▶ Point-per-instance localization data
========================================================================

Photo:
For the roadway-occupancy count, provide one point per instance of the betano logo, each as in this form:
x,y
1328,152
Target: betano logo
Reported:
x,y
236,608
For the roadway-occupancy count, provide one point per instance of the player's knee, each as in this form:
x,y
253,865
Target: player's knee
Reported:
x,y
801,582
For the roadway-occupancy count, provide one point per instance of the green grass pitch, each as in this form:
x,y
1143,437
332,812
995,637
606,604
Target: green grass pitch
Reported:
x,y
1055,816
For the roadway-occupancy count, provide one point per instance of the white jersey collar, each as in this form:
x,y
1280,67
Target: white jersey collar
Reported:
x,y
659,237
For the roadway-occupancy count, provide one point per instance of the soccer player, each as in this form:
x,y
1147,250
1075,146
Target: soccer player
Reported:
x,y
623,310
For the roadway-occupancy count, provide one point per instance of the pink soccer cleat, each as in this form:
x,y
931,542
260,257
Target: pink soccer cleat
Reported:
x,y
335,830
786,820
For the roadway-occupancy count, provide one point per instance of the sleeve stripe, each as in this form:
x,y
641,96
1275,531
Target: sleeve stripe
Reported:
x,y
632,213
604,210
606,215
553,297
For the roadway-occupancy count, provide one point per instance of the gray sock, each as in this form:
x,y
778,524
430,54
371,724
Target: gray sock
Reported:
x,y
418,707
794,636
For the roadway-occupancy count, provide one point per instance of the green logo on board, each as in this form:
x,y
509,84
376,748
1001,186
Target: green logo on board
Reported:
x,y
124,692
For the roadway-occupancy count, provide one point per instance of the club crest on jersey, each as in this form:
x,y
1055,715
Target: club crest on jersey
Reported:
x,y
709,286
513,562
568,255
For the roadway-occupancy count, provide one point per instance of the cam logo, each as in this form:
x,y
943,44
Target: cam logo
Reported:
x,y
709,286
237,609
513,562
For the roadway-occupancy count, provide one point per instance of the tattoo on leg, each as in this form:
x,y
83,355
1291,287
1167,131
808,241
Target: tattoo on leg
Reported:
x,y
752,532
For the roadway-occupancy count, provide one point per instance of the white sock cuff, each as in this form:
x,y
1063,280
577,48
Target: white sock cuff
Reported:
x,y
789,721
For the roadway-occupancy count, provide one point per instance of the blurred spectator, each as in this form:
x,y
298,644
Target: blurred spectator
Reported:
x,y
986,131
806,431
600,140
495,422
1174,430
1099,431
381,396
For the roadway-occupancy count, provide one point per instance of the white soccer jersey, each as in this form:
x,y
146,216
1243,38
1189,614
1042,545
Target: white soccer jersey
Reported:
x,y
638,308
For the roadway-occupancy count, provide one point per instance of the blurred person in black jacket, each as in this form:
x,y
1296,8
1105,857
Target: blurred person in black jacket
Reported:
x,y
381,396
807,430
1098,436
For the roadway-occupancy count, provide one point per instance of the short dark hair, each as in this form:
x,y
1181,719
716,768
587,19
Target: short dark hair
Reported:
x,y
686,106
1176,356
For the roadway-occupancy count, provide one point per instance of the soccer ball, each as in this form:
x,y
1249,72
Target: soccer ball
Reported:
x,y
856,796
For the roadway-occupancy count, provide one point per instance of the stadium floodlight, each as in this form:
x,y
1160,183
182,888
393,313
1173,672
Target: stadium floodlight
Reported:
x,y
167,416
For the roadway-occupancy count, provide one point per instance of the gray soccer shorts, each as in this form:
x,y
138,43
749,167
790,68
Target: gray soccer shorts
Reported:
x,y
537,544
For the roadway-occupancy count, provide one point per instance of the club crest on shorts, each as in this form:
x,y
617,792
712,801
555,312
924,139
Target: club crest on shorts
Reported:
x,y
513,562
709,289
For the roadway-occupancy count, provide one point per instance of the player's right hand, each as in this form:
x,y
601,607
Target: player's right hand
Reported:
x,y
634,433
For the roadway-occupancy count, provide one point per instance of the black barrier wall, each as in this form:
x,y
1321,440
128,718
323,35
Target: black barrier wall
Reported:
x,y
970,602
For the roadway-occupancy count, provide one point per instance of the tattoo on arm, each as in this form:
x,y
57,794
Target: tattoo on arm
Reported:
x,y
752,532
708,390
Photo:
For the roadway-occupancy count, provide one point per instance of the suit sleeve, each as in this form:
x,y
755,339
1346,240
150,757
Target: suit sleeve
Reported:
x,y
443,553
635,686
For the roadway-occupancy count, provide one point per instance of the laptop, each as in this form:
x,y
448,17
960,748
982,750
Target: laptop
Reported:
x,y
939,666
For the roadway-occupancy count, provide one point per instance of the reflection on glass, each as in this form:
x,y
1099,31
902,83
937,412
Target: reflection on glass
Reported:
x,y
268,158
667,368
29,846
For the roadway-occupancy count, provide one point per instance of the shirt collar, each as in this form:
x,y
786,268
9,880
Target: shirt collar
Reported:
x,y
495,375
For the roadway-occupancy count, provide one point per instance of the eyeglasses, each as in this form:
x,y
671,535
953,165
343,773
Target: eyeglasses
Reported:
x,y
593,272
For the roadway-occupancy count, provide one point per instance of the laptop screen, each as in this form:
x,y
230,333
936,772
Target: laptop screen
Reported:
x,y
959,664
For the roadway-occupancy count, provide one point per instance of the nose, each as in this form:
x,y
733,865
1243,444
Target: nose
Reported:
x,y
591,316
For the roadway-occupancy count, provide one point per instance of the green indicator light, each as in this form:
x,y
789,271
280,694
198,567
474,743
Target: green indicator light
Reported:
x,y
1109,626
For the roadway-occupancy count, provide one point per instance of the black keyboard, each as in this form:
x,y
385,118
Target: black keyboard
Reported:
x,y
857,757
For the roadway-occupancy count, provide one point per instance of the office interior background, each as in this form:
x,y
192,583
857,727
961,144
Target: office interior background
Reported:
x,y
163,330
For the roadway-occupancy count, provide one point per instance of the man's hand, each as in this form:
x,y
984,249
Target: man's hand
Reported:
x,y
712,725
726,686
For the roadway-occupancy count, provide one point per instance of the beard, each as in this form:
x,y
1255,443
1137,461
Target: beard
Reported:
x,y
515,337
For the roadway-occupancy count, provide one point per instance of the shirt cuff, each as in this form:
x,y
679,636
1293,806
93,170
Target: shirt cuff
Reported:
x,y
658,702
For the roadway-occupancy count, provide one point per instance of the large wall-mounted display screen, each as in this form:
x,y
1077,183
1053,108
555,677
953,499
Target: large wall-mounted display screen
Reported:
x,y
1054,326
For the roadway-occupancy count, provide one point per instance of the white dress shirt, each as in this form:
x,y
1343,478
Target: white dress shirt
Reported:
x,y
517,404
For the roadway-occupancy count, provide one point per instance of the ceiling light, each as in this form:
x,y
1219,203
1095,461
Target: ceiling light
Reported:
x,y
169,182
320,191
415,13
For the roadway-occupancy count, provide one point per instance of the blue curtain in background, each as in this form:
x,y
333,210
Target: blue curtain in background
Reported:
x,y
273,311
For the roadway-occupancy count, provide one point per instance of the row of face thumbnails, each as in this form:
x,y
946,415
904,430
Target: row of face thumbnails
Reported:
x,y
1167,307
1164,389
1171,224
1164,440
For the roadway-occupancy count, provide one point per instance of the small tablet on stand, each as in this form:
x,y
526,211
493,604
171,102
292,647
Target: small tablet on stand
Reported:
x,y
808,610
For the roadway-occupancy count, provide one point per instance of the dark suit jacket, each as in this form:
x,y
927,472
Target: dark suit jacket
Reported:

========================================================================

▶ Exercise instructions
If a line contains the word "background", it counts; say how many such lines there are in the data above, and nothing else.

▶ Solution below
4